EXERCISE TASK: Shift every coordinate in the answers by -72 and give back, requests included, only the lines from the one with "Confirm that each instance of the statue pedestal" up to and including the last line.

Position identification lines:

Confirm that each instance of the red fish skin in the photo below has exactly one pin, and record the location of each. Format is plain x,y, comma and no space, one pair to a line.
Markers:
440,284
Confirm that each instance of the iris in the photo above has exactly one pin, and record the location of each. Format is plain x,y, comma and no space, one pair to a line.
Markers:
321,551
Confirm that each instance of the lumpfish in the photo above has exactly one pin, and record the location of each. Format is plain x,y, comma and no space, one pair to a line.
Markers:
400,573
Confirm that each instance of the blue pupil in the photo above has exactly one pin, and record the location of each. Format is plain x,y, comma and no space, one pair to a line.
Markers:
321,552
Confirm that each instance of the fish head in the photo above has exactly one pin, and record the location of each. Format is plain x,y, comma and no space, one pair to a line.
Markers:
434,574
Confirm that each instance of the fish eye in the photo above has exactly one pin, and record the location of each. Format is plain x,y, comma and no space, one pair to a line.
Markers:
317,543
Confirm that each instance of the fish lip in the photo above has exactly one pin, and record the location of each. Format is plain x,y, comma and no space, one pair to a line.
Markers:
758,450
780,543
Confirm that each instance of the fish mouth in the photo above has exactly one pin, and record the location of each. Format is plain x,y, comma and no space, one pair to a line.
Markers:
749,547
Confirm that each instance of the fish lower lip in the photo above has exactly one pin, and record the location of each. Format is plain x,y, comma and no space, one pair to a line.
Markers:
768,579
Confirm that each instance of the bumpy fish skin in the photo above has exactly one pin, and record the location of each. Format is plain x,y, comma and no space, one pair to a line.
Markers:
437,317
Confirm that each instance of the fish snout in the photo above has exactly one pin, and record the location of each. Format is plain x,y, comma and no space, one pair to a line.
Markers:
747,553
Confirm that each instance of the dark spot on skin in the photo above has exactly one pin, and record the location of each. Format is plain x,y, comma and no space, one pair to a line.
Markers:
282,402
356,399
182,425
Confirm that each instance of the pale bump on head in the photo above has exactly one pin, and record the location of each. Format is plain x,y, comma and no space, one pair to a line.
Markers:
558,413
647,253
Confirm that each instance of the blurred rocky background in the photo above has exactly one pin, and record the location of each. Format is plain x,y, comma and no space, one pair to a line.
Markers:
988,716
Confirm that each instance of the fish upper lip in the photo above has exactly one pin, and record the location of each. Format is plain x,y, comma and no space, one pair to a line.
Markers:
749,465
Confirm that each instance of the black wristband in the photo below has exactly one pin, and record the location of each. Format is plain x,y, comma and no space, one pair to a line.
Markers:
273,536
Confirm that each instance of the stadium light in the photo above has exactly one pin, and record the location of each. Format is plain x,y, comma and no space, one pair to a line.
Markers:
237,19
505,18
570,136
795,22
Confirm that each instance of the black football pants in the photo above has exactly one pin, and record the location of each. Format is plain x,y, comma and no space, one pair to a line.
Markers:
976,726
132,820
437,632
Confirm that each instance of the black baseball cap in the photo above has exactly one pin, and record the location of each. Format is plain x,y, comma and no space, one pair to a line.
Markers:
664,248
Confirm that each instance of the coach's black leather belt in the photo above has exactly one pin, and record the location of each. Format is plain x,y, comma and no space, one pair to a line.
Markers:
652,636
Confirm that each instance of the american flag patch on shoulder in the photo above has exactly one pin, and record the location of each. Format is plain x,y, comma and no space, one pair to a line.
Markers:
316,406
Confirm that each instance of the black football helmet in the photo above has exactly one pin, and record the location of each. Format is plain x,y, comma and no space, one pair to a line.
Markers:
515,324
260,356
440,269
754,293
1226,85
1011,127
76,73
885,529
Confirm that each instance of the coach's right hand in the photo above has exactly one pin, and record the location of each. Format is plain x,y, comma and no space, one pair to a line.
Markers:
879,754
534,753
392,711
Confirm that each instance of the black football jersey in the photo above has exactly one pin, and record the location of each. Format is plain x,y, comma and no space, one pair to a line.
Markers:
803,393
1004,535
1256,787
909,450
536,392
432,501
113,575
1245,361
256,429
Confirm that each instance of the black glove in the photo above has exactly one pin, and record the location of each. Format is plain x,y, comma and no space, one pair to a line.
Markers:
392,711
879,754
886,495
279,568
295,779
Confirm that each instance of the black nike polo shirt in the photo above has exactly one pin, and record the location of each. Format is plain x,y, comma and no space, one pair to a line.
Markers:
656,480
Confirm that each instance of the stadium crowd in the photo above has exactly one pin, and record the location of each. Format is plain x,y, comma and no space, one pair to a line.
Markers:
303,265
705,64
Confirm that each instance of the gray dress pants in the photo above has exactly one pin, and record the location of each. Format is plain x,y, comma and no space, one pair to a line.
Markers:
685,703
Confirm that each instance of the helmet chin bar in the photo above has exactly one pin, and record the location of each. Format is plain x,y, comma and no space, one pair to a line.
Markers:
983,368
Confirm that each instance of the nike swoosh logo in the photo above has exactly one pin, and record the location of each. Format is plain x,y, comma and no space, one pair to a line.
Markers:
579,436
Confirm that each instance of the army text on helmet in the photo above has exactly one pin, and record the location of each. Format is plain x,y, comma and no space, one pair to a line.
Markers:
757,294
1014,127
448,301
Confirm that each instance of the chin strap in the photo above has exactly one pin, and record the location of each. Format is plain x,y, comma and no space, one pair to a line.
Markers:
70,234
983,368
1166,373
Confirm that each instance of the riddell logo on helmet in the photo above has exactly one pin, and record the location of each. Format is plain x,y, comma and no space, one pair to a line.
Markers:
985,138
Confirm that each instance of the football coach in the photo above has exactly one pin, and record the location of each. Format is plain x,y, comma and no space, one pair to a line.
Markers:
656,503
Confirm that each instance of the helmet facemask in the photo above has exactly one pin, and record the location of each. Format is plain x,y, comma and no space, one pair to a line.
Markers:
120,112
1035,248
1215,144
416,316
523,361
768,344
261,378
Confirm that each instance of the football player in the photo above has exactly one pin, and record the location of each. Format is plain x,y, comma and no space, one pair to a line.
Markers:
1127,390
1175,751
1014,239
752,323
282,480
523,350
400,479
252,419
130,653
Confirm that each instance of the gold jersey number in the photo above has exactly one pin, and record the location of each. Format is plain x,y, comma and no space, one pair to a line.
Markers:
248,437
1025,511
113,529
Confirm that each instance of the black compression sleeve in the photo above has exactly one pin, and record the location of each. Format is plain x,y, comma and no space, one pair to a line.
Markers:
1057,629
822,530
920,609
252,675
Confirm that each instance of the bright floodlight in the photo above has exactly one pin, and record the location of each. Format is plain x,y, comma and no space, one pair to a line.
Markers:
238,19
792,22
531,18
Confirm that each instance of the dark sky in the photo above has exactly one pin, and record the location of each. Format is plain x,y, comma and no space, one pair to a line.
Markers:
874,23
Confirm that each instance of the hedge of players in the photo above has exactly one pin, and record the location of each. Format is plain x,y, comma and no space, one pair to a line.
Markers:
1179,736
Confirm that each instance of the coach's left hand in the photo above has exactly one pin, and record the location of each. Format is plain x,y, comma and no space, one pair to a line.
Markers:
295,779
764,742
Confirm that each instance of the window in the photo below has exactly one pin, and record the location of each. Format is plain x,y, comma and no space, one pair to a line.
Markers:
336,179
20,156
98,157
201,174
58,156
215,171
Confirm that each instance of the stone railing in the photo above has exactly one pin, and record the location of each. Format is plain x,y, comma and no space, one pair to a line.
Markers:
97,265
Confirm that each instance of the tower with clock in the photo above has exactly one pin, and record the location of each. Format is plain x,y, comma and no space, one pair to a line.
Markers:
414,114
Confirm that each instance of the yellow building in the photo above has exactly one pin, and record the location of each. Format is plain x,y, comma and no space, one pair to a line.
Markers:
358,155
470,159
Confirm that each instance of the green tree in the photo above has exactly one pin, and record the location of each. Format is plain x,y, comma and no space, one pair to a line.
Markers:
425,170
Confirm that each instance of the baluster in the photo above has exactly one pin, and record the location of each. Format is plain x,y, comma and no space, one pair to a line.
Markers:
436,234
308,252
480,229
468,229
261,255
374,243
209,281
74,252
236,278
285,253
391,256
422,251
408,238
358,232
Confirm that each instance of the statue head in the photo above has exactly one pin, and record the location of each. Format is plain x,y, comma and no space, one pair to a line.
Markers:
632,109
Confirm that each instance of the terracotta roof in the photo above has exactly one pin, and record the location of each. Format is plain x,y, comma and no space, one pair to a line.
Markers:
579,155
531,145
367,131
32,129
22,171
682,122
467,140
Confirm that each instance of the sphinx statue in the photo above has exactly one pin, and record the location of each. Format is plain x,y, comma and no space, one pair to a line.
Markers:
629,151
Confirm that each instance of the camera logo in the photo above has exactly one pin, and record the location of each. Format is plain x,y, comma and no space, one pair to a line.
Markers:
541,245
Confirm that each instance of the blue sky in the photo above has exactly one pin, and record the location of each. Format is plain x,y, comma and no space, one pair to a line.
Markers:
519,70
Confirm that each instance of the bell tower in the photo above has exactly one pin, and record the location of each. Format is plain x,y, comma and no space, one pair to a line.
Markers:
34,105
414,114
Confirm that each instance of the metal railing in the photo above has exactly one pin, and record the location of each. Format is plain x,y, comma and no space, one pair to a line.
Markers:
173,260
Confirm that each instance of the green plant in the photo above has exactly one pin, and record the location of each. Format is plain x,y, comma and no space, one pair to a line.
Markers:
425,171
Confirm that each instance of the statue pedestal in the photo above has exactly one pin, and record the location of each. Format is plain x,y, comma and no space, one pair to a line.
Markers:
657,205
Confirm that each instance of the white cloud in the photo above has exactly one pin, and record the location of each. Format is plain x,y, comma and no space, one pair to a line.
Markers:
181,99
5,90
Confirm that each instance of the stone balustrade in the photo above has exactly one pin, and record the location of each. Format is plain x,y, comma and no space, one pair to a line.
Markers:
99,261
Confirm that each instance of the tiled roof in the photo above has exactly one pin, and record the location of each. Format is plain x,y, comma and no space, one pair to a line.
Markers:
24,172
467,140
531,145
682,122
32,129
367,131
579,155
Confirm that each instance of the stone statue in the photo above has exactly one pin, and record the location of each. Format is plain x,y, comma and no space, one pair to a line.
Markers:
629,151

TASK RESPONSE:
Confirm that each instance of the statue pedestal in the photo above has exactly one pin, and record the location of each. Format is plain x,y, comma and no space, one pair to a line.
Markers:
585,133
Confirm that each instance of the white cloud in the photo above has exactly one pin, and record the location of each. Format is plain x,y, comma and no space, one pair to a line.
Markers:
109,27
-67,18
Confirm that each instance of the stone balustrade in the photo above has exactly one pin, and record the location of each. Format is plain x,y, comma and no space, one pair to a line.
Markers:
27,189
Confirm that each instance of the tiled roof in the photo above has exactly one pin, and record the location of each. Format is plain x,y, comma and no space, one pair to a line.
Markers:
-48,100
395,68
459,73
610,50
-40,57
295,59
507,83
Confirm that each instance of the stone statue in the photo above has exactly one pin, and record the location of each. Format is plain x,y, comma and no space, one pair to a line.
Markers:
557,79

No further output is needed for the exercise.